-- EXTRACT --
[Start of Attachment]

Caching real GitLab queries on Azure Postgres with Readyset
6 min read
•
2 days ago

GitLab on Azure Postgres is expensive once a few teams start hammering the REST API. The bill grows because Postgres has to serve the same project list, issue count, and dashboard rollup over and over again, on top of the real work (writes, search, CI metadata). The standard answer is to scale up: For example, D4ds_v5 to D8ds_v5 to D16ds_v5, same shape, double the price (check the pricing calculator).
This post walks through a different answer. We put Readyset between GitLab and an Azure Database for PostgreSQL Flexible Server, captured every byte exact query GitLab issued during a representative API workload, decided which queries actually tolerate a few seconds of staleness, and cached only those. The result is a 62% Azure cost reduction at the same throughput, with the queries that matter (aggregate counts, list endpoints, activity feeds) running 5x to 25x faster.
What you will see in this post
- The Azure topology: GitLab CE 18.11.2 + Readyset + Azure PG Flexible.
- The cache selection rule. We did not cache everything that was
cache-eligible. Read-your-own-writes paths were left to proxy. - Per-query speedups against real GitLab queries pulled from
pg_stat_statements. - The cost story: scaling Postgres down from D8ds_v5 to D2ds_v5.

[End of Attachment]

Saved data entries

[Start of Attachment]

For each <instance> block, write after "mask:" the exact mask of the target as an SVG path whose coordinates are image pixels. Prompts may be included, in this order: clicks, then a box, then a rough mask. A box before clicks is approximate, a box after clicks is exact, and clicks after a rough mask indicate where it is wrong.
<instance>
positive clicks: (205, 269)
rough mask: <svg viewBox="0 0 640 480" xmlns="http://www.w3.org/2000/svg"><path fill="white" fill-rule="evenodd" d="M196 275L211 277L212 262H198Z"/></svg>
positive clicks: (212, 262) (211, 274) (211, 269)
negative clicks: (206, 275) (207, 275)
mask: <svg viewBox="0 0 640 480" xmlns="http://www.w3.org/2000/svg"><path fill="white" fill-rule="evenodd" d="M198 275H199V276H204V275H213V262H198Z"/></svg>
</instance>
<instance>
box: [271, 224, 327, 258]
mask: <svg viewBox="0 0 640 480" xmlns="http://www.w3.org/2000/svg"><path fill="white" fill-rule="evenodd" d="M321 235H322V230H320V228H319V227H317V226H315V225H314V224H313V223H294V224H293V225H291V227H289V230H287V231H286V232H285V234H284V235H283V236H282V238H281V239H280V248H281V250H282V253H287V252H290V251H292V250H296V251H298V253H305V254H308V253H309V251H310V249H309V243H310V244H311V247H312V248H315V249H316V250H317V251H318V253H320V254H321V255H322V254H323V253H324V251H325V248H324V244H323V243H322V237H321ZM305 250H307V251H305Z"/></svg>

[End of Attachment]

-- EXERCISE DIRECTIONS --
Answer these questions about the Readyset caching post:
1. What percentage of Azure cost reduction does the post report?
2. Which GitLab version appears in the Azure topology?
3. Between which two sizes is Postgres scaled down?

-- ANSWER AREA --
1. 62%
2. GitLab CE 18.11.2
3. From D8ds_v5 to D2ds_v5